A “distração” da COVID-19 e a necropolítica ambiental no Brasil

Por André Roncaglia

O Brasil enfrenta uma agitação social em ebulição. Uma crise institucional gera entropia em um sistema social já estressado, repleto de desigualdade, aumentando a pobreza e levando a um número crescente de mortes pelo coronavírus.

Alguns dias atrás, apesar de outra contagem diária de mortes em massa, o país parou para assistir à filmagem de uma reunião ministerial de 22 de abril. A liberação do vídeo foi ordenada pelo STF, em uma investigação sobre uma suposta interferência de Bolsonaro na Polícia Federal para proteger um de seus filhos, atualmente sob investigação.

◇ ◇ ◇ ◇

**Enunciado da tarefa:**
Responda com base no trecho selecionado:
(a) O que uma crise institucional gera no sistema social brasileiro?
(b) Em que data ocorreu a reunião ministerial filmada?
(c) Quem ordenou a liberação do vídeo?

◇ ◇ ◇ ◇

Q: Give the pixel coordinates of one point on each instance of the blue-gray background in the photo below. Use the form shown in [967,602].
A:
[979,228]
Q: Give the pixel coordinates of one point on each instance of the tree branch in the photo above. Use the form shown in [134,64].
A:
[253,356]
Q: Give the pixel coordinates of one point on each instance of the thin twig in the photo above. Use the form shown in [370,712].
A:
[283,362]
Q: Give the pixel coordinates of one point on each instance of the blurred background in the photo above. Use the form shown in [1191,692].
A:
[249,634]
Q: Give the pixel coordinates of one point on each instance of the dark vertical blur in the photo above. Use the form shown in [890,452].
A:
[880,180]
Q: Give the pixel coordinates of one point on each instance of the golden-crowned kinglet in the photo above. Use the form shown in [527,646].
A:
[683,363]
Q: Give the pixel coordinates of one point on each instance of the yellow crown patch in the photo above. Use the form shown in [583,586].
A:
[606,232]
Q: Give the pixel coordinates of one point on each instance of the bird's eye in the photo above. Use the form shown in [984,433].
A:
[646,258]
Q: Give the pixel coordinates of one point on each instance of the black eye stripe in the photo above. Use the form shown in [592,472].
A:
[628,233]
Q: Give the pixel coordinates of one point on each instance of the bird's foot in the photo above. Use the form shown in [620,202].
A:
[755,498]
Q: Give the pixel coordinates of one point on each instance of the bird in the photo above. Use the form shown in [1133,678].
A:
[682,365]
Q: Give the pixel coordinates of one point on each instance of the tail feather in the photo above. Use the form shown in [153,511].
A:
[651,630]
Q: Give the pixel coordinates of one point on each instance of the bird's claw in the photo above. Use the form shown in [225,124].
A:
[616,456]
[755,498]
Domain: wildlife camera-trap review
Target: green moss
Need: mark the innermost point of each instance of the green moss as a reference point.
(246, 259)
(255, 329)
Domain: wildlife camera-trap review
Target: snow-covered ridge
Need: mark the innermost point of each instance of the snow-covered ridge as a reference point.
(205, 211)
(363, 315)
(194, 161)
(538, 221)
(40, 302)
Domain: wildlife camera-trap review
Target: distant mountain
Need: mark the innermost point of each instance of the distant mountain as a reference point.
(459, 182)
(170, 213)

◇ ◇ ◇ ◇

**Tarefa resolvida:**
(a) Gera entropia em um sistema social já estressado.
(b) Em 22 de abril.
(c) O STF.